-- start of SUPPLIED INFORMATION --
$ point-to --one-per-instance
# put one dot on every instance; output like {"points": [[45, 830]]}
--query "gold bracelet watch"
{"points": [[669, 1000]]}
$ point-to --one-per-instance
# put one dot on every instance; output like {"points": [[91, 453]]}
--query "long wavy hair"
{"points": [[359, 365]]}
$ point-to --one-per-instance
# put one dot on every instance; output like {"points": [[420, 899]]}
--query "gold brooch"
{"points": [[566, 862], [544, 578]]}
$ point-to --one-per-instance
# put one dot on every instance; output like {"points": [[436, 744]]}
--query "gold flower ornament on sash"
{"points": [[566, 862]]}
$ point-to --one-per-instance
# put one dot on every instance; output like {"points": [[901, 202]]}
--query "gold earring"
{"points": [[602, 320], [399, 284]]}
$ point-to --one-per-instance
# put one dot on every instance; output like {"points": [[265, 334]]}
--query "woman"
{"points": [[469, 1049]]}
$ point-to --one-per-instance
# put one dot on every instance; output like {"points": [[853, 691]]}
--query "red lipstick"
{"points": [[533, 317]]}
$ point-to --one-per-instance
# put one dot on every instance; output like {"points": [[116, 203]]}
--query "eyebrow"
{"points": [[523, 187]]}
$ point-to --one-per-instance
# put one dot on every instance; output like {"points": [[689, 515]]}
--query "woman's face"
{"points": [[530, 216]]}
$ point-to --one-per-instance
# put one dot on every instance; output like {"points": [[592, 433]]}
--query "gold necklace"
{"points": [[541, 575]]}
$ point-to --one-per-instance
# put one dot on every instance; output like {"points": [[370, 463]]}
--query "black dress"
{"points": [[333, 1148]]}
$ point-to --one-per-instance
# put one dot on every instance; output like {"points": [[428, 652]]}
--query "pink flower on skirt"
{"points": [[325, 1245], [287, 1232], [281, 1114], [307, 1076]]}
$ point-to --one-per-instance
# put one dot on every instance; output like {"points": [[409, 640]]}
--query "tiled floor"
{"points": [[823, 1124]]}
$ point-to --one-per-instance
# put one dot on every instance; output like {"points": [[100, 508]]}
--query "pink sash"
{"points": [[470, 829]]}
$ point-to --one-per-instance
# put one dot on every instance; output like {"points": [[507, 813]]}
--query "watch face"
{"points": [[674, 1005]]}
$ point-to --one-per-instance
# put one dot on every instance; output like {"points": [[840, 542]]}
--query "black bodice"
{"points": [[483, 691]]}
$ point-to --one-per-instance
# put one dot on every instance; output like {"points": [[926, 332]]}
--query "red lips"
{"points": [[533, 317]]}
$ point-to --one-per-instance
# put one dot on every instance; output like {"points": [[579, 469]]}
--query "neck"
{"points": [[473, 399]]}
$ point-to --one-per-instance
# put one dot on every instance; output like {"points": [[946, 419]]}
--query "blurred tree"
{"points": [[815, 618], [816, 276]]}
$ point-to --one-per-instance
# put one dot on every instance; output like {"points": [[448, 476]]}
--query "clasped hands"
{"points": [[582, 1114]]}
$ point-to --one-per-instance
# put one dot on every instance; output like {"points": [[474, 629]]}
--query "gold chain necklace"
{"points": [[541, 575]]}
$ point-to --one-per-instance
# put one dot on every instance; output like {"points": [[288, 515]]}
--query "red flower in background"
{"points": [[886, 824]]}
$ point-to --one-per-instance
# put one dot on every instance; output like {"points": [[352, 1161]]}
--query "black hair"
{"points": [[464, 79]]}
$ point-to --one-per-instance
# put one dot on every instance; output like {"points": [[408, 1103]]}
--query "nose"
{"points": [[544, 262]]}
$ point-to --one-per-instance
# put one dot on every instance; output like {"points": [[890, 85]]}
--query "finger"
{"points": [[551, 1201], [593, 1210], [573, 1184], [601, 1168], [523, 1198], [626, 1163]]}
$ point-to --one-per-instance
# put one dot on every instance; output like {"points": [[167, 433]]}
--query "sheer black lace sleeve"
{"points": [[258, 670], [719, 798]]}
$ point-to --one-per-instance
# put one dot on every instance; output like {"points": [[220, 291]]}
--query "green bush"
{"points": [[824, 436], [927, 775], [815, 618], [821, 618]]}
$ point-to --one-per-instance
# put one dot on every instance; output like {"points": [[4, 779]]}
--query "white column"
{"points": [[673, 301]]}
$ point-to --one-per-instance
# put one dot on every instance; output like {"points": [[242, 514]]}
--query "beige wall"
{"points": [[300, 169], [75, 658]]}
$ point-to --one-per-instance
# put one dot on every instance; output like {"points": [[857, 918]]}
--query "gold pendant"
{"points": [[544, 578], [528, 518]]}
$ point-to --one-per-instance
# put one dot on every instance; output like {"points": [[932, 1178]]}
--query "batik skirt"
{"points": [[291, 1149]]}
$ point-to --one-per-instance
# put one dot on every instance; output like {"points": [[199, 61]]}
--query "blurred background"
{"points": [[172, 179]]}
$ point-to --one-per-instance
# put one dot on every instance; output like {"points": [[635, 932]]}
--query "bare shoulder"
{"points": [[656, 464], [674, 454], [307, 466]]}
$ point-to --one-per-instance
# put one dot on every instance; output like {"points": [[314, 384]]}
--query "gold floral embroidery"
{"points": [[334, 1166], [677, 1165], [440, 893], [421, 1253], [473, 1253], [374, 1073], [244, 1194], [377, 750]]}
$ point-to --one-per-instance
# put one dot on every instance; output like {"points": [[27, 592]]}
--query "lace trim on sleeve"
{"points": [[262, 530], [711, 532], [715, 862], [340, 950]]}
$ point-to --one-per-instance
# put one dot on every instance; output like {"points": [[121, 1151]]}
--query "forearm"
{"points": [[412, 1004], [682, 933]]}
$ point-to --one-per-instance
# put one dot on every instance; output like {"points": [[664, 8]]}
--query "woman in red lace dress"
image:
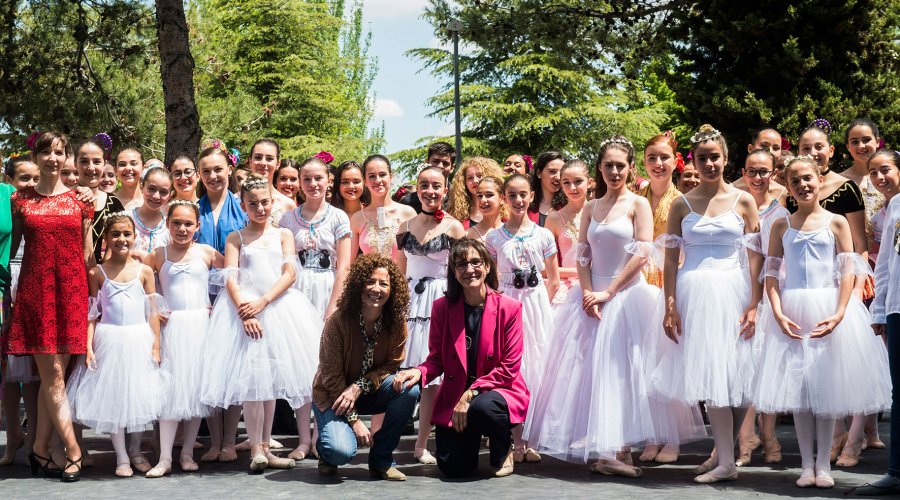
{"points": [[50, 317]]}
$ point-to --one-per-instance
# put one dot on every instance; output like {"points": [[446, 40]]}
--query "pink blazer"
{"points": [[499, 355]]}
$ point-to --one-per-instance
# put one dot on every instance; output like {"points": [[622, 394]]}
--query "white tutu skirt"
{"points": [[183, 340], [843, 373], [317, 286], [595, 397], [537, 321], [418, 323], [710, 362], [279, 365], [127, 390], [19, 370]]}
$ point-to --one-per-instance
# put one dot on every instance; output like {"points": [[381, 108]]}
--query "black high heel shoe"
{"points": [[71, 477], [34, 457]]}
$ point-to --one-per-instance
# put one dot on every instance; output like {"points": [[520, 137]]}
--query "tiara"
{"points": [[706, 135]]}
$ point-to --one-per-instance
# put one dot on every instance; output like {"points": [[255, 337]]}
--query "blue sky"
{"points": [[401, 92]]}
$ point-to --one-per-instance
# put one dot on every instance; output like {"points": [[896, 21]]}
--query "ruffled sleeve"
{"points": [[851, 263], [647, 250], [93, 308]]}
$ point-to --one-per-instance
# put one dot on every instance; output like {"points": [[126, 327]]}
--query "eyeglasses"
{"points": [[462, 265], [763, 174], [189, 172]]}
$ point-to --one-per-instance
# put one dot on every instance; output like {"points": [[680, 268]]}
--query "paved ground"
{"points": [[549, 479]]}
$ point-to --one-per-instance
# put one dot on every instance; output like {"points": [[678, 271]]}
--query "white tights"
{"points": [[804, 422]]}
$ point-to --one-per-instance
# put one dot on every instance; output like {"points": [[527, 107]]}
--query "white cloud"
{"points": [[388, 108]]}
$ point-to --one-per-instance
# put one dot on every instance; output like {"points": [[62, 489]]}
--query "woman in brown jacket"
{"points": [[362, 348]]}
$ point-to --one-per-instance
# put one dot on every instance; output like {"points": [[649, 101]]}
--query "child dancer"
{"points": [[183, 270], [565, 223], [256, 350], [599, 404], [494, 212], [425, 242], [321, 240], [826, 362], [710, 304], [521, 251], [119, 387]]}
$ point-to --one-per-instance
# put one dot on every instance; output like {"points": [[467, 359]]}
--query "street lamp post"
{"points": [[455, 27]]}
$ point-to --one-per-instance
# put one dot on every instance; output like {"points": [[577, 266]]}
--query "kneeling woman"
{"points": [[476, 342]]}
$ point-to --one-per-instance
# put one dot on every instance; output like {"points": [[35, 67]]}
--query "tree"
{"points": [[745, 66], [183, 132]]}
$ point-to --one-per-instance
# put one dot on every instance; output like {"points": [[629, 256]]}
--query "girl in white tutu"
{"points": [[709, 302], [424, 243], [594, 400], [256, 350], [575, 180], [521, 251], [321, 238], [183, 270], [119, 386], [820, 358]]}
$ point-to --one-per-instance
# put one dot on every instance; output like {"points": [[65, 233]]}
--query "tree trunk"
{"points": [[183, 131]]}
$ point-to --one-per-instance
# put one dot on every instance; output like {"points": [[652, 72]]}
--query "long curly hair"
{"points": [[397, 305]]}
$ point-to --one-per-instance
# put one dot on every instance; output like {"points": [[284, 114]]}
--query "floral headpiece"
{"points": [[820, 123], [528, 163], [325, 156]]}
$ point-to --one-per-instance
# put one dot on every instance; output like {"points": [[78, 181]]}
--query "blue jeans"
{"points": [[337, 442], [893, 335]]}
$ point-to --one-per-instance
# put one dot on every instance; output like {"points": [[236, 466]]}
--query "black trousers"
{"points": [[457, 453]]}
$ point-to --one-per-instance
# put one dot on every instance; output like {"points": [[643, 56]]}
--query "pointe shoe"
{"points": [[162, 468], [836, 449], [301, 452], [12, 446], [667, 455], [650, 453], [824, 479], [849, 459], [807, 481], [507, 468], [707, 466], [259, 461], [771, 452], [386, 473], [187, 463], [124, 470], [227, 455], [424, 457], [709, 477], [140, 463], [613, 469]]}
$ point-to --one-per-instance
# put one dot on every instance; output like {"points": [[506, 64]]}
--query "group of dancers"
{"points": [[209, 286]]}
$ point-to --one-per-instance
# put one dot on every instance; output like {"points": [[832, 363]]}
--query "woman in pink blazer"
{"points": [[475, 342]]}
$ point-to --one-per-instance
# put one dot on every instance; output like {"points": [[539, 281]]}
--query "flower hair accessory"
{"points": [[820, 123], [325, 156], [528, 162]]}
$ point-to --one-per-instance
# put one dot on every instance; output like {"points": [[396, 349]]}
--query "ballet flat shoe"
{"points": [[710, 478]]}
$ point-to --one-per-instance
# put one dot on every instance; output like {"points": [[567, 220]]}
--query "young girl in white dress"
{"points": [[321, 238], [522, 250], [820, 358], [565, 223], [119, 387], [183, 269], [711, 302], [423, 245], [256, 349]]}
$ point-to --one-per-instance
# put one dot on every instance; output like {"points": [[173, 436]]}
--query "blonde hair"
{"points": [[459, 202]]}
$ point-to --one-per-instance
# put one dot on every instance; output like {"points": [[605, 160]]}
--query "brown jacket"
{"points": [[340, 358]]}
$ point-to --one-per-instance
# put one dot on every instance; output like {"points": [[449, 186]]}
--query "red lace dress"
{"points": [[52, 304]]}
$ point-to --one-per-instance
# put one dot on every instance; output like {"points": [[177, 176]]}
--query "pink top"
{"points": [[499, 356]]}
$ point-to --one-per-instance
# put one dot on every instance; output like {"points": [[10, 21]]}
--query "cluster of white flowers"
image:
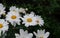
{"points": [[28, 19]]}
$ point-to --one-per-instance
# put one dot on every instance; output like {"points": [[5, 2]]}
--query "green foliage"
{"points": [[48, 9]]}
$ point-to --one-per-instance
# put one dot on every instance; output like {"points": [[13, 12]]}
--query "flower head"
{"points": [[39, 20], [41, 34], [22, 10], [2, 9], [14, 9], [29, 19], [3, 25], [24, 34], [13, 18]]}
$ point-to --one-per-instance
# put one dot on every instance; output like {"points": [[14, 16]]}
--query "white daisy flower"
-- end of SUPPLIED INFORMATION --
> _YOUR INSTRUCTIONS_
Please pull out every line of the items above that contains the word "hair", and copy each one.

> _THE RESPONSE_
--query "long wavy hair"
--query "black hair"
--query "long curly hair"
--query "flower hair accessory"
--query "blonde hair"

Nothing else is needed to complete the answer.